Je ne vois pas en quoi le régime existant en Russie encourage davantage la solidarité humaine que celui existant en régime capitaliste. Il parle bien de socialisme, mais les classes et les castes y sont plus accusées que dans le capitalisme lui-même. Et quant à diffuser largement le goût de la culture, je ne crois pas que l’on fasse davantage en U.R.S.S. qu’aux U.S.A., par exemple. Avec une différence toutefois : c’est qu’en U.R.S.S. l’instruction (qui n’est pas vraiment la culture) est « orientée », comme dans tous les régimes totalitaires — on faisait aussi beaucoup dans l’Allemagne hitlérienne — pour faire des hommes des robots obéissants ou faciles à tromper et à commander, alors que, tout de même, et quoi que l’on puisse dire, ce sont tous les courants de pensée, toutes les littératures, toutes les inquiétudes humaines qui peuvent s’exprimer dans les nations non totalitaires.
Il y aurait bien d’autres choses à dire sur ces sujets, et je ne veux pas trop m’étendre. Mais je voudrais, mon cher camarade, que vous ne voyiez pas en moi un esprit fermé à toutes les possibilités de dialogue et sacrifiant l’avenir au nom du passé. J’enregistre avec soin, et peut-être parfois avec trop d’espoir, l’évolution actuelle de l’esprit du régime appelé communiste. Il y a une certaine détente intérieure, des rectifications, c’est certain. La publication, dans les Izvestia, du poème satirique de Tvardovski contre le régime stalinien, dont il reste tant quant à la structure du régime khroutchevien, est à ce sujet un événement. Mais nous sommes loin de la simple tolérance qui existait, par exemple, avant la Révolution française sous le règne de Louis XV et de Louis XVI, et l’on ne voit guère la possibilité de publier quelque chose qui serait l’équivalent de l’Encyclopédie. Tant que l’on ne pourra pas éditer des livres, des revues, des journaux, exposant des conceptions différentes quant au socialisme et aux méthodes de réalisation, on ne pourra pas parler de liberté, ni même de culture au vrai sens du mot. Car la culture est d’abord la liberté de l’esprit et de l’intelligence.

(Relevés de placement des points)
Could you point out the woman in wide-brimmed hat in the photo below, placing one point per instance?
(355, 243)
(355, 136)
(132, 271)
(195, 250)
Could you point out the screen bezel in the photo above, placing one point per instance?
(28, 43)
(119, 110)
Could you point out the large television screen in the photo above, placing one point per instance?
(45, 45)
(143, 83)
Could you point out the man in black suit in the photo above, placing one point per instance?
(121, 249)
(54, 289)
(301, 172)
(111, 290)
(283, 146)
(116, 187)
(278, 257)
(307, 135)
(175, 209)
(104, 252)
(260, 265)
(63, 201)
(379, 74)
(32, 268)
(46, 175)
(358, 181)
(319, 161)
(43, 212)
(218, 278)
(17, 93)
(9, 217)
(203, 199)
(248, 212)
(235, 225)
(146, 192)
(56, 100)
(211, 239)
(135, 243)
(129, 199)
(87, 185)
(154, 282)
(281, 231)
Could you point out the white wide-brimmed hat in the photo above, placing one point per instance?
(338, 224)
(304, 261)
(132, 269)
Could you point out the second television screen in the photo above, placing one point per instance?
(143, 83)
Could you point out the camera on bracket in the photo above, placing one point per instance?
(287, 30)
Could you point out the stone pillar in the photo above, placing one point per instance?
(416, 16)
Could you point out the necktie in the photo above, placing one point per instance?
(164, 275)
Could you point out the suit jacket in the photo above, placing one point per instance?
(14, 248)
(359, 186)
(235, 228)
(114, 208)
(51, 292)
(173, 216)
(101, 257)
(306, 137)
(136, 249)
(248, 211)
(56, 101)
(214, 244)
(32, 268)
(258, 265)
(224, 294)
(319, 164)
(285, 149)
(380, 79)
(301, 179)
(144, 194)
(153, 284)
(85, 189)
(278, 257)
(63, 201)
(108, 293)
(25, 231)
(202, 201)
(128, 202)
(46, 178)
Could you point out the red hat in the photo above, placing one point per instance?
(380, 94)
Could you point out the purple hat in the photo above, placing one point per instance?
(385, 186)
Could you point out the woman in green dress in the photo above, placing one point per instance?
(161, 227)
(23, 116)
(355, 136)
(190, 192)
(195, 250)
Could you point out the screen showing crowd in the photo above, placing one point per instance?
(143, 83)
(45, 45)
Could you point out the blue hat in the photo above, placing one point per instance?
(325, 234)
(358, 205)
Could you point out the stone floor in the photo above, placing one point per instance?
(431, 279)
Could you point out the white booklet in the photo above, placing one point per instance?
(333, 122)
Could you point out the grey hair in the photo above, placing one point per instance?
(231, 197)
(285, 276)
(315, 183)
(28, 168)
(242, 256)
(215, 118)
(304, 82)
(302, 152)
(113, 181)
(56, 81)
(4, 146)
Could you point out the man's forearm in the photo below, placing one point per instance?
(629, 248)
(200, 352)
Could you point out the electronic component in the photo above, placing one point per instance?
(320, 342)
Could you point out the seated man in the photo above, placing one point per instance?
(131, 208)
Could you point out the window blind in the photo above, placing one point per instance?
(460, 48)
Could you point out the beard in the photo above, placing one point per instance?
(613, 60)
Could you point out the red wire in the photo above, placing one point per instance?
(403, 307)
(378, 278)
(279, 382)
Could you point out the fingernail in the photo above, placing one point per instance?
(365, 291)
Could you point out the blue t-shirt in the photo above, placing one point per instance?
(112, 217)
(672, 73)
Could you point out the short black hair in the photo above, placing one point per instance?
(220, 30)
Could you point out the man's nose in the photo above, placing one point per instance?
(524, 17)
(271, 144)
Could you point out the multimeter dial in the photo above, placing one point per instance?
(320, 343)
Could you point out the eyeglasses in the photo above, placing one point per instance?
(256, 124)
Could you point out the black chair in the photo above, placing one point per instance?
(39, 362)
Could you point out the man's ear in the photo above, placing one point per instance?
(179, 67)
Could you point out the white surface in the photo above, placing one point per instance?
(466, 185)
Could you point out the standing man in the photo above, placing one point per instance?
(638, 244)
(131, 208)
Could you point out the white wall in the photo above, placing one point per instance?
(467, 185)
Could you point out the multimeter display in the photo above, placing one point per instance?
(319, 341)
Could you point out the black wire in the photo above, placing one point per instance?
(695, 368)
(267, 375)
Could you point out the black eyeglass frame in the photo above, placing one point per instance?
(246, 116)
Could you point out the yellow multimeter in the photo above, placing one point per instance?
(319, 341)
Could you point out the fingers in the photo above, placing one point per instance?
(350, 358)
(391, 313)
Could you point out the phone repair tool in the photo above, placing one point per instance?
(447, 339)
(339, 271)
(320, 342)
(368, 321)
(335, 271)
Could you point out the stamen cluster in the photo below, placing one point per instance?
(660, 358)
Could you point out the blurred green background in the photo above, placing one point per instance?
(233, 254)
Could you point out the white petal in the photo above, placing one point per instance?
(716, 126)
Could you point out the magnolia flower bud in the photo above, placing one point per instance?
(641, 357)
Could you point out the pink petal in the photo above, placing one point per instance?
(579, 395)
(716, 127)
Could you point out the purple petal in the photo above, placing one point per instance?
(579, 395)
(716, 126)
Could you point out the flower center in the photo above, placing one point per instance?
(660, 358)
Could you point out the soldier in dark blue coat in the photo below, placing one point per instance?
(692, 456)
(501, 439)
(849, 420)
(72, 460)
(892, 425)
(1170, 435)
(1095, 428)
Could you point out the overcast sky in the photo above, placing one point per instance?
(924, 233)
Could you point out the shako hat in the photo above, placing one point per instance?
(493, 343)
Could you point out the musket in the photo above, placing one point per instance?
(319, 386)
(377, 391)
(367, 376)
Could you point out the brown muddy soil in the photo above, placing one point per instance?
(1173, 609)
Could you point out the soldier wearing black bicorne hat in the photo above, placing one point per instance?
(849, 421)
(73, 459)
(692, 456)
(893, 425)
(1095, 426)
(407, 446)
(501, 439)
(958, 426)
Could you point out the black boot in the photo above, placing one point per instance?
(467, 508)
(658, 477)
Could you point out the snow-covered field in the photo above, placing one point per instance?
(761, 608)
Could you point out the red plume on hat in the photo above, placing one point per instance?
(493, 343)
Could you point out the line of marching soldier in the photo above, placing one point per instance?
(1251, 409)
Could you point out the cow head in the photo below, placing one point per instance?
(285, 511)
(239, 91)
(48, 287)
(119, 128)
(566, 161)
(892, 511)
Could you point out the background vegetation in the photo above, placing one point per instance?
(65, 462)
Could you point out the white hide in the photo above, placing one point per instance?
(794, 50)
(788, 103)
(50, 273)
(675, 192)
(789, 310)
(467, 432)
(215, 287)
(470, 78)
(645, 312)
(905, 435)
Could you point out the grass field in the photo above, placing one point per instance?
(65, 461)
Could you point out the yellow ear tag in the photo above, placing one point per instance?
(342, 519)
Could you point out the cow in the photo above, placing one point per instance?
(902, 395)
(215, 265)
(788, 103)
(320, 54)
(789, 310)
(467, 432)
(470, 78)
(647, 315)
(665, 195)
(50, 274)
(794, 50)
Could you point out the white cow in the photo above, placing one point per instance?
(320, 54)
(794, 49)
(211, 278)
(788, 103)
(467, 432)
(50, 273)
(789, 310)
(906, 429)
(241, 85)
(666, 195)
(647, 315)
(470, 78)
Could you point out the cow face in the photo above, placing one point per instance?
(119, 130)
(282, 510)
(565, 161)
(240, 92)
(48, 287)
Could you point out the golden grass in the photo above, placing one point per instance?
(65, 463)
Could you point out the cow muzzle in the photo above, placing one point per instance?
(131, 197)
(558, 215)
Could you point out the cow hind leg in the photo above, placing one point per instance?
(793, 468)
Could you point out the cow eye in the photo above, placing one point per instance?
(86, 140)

* **TRAVAIL DEMANDÉ**
• 1. Résumez en deux phrases l'extrait sur le régime soviétique et la culture.
• 2. Donnez la suite de l'extrait sur le régime soviétique et la culture, en partant de sa dernière phrase.
Ces données ne servent à rien pour le travail demandé.

* **RÉPONSES ATTENDUES**
• 1. Selon l'extrait, le régime russe ne favorise ni la solidarité humaine ni la diffusion de la culture plus que le capitalisme, ses classes y étant même plus marquées, et l'instruction y est orientée pour faire des hommes obéissants, alors que les nations non totalitaires laissent s'exprimer tous les courants de pensée. Tout en relevant une certaine détente et des rectifications, comme la publication dans les Izvestia du poème satirique de Tvardovski, l'extrait juge qu'on ne pourra parler ni de liberté ni de vraie culture tant qu'on ne pourra pas publier des conceptions différentes du socialisme, car la culture est d'abord la liberté de l'esprit et de l'intelligence.

• 2.
Nous ne demanderions pas mieux que pouvoir discuter de ces questions avec les communistes et ceux qui les suivent. Mais cela n’a jamais été possible. Partout, dans les syndicats, les usines, les coopératives, les sociétés sportives, etc., où ils interviennent ou ont intervenu, leur comportement a toujours été d’une telle déloyauté, d’une telle hypocrisie ou d’une telle brutalité — selon les circonstances — que le dialogue a été forcément impossible.
Nous discutons depuis 1917 sur la valeur du chemin menant au socialisme. Nous en discutons depuis 1868 même. Mais nous sommes obligés de nous occuper aussi des faits concrets. Quand nous voyons comment Fidel Castro a étranglé la Révolution cubaine (voir ses récentes déclarations), nous sommes bien obligés de dénoncer ces faits.
Aussi nous ne pouvons « accorder notre crédit » à de tels régimes et à de telles méthodes. Ce n’est que par notre lutte incessante contre la tyrannie qu’on peut la faire disparaître. Si le stalinisme, fils du léninisme, recule en Russie, ce n’est pas seulement par l’excès de ses crimes, c’est aussi parce que la révolte de l’intelligence joue dans ce sens ; mais joue en même temps contre la dictature. Quand Khroutchev prit le pouvoir, il se hâta de faire exterminer 100.000 Hongrois en révolte contre son impérialisme. S’il a évolué depuis, ce n’est pas seulement parce qu’il a bien été obligé de constater la stagnation économique de la Russie par rapport aux nations capitalistes ; c’est aussi parce que la conquête de l’Europe s’est montrée trop difficile et, de plus, parce que, comme sous le tzarisme, une partie importante de l’intelligentia impose petit à petit un plus grand respect de la liberté intellectuelle.
Pour terminer, mon cher camarade, je vous prie de croire que, malgré toutes les raisons que nous avons de nous méfier de ceux que nous avons appris à connaître par une expérience de quarante-six ans, nous sommes prêts à accueillir avec joie tout ce qui, de leur part, implique rectification et humanisation. Mais, hélas ! nous avons trop de raisons de rester sur nos gardes et de ne pas nous départir d’un pessimisme trop justifié. Et nous ne pouvons oublier le mur de la honte, récemment construit.
Bien cordialement vôtre,
G. L.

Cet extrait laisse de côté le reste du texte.